== Segment start ==

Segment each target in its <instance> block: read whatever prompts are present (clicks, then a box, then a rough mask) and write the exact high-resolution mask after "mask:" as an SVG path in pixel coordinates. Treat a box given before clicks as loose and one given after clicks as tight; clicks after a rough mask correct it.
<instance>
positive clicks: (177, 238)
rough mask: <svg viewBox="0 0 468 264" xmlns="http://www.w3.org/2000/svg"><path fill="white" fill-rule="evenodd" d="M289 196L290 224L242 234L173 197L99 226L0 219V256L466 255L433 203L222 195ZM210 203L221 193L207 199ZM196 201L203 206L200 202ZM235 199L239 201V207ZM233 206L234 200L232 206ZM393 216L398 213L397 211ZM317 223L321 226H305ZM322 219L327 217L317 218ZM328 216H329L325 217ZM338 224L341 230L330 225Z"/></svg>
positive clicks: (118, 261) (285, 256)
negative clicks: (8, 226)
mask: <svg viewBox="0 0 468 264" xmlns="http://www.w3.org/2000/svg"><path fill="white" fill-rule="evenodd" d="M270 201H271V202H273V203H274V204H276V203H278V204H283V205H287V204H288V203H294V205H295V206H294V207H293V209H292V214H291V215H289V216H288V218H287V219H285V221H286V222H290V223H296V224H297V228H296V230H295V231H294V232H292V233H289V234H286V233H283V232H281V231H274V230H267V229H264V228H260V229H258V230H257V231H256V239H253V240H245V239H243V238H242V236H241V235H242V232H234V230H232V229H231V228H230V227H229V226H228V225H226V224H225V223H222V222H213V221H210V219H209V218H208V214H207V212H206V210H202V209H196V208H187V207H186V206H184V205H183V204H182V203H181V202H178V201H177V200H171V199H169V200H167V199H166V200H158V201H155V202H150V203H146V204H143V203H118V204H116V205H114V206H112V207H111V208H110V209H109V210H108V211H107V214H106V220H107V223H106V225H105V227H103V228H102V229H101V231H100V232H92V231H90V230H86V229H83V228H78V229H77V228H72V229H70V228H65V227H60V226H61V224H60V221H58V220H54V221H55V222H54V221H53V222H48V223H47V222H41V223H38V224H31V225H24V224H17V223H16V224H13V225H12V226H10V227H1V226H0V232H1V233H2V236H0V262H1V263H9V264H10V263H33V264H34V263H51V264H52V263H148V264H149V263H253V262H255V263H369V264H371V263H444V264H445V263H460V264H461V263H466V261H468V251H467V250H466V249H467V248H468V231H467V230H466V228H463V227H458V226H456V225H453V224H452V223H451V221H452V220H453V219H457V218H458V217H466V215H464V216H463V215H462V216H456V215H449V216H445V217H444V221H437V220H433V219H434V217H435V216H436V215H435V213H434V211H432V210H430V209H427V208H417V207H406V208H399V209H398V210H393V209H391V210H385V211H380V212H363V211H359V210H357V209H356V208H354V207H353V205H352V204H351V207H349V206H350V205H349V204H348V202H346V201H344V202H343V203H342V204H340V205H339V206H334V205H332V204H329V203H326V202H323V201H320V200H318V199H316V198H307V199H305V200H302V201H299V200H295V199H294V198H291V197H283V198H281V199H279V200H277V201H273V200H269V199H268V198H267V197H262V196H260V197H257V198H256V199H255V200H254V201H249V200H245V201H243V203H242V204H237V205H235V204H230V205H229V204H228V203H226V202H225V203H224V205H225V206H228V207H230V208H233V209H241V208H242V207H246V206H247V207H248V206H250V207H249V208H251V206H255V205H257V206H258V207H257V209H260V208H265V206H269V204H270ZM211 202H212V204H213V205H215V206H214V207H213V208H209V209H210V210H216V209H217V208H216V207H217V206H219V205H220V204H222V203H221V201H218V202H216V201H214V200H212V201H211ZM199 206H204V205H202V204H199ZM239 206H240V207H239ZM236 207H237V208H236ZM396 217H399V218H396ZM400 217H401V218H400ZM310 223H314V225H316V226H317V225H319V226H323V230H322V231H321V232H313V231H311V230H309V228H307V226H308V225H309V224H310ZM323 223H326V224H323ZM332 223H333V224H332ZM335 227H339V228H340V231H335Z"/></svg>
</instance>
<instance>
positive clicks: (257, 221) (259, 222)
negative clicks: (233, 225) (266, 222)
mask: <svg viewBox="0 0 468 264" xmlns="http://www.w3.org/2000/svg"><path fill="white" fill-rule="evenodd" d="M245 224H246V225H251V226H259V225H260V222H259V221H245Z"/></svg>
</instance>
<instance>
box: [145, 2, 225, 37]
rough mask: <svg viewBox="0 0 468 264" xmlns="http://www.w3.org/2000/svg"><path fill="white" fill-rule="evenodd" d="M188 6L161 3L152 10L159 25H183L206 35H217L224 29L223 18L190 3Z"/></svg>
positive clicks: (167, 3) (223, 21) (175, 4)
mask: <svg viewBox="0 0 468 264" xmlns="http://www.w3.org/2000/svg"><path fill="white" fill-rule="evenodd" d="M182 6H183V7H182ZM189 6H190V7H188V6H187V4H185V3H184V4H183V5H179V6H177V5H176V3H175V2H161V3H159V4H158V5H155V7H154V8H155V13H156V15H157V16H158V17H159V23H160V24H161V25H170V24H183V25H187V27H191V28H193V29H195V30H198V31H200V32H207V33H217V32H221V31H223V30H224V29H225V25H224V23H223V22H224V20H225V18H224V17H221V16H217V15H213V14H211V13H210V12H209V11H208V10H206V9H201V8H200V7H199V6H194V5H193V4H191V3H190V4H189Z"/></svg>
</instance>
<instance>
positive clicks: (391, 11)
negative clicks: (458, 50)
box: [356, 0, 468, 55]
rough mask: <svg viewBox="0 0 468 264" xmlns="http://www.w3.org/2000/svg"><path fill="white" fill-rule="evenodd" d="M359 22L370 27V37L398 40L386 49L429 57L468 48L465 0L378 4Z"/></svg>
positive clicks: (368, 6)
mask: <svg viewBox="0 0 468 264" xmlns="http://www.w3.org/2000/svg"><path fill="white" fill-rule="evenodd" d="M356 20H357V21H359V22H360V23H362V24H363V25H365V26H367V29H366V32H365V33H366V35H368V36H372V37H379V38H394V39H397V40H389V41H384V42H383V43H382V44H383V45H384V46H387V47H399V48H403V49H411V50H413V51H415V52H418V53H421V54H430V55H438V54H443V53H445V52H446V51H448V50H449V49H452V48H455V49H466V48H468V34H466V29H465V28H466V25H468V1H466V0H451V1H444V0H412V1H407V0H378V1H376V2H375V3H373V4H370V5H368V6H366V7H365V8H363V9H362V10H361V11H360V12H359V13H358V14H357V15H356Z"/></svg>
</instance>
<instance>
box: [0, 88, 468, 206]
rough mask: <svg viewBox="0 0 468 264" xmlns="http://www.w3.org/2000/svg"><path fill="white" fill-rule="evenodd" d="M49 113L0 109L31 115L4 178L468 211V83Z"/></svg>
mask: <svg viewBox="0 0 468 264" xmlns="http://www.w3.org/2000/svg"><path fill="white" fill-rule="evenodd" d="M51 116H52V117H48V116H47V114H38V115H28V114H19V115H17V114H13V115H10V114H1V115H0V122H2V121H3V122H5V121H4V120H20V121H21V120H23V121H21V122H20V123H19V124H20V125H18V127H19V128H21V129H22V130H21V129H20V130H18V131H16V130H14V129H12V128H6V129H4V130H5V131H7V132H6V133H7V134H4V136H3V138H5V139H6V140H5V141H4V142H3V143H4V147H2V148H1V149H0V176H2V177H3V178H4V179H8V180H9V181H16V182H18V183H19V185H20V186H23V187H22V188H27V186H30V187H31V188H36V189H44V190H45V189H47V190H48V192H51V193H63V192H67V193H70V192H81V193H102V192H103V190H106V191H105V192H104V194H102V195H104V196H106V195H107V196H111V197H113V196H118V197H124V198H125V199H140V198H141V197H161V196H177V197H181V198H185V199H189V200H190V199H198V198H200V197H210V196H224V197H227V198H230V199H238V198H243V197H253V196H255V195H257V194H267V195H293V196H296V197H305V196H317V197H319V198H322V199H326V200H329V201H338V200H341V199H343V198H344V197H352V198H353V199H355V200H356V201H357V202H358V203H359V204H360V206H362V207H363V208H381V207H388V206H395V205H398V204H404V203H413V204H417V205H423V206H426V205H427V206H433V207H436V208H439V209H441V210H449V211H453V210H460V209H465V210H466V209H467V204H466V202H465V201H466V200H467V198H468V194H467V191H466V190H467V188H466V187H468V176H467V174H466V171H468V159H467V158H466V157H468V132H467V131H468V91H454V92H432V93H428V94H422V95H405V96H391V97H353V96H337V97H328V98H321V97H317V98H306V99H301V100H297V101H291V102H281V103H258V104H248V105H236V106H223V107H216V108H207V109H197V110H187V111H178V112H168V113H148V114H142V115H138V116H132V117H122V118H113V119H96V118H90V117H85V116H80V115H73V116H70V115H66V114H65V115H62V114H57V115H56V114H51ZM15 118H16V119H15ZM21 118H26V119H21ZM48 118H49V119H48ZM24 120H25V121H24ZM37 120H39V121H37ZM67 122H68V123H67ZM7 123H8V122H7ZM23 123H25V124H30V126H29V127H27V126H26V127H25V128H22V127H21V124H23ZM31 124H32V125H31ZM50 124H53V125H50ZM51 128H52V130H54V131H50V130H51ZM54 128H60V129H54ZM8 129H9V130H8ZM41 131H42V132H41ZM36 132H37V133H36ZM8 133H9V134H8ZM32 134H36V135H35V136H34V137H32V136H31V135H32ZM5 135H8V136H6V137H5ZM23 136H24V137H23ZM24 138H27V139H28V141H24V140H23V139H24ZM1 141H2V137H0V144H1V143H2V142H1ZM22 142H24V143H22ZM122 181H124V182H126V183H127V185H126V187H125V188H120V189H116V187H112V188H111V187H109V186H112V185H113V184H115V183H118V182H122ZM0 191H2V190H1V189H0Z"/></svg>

== Segment end ==

■ **Work instructions**
In the listing above, locate the line with "negative clicks: (458, 50)" and the line with "box: [0, 88, 468, 206]", then extract exactly those lines and every line between them, and nothing more.

■ **Result for this task**
negative clicks: (458, 50)
box: [356, 0, 468, 55]
rough mask: <svg viewBox="0 0 468 264" xmlns="http://www.w3.org/2000/svg"><path fill="white" fill-rule="evenodd" d="M359 22L370 27V37L398 40L386 49L429 57L468 48L465 0L378 4Z"/></svg>
positive clicks: (368, 6)
mask: <svg viewBox="0 0 468 264" xmlns="http://www.w3.org/2000/svg"><path fill="white" fill-rule="evenodd" d="M356 20H357V21H359V22H360V23H362V24H363V25H365V26H367V29H366V32H365V33H366V35H368V36H372V37H379V38H394V39H397V40H389V41H384V42H383V43H382V44H383V45H384V46H387V47H399V48H403V49H411V50H413V51H415V52H418V53H421V54H430V55H438V54H443V53H445V52H446V51H448V50H449V49H452V48H455V49H466V48H468V34H466V29H465V28H466V25H468V1H466V0H451V1H444V0H412V1H407V0H378V1H376V2H375V3H373V4H370V5H368V6H366V7H365V8H363V9H362V10H361V11H360V12H359V13H358V14H357V15H356Z"/></svg>
</instance>
<instance>
box: [0, 88, 468, 206]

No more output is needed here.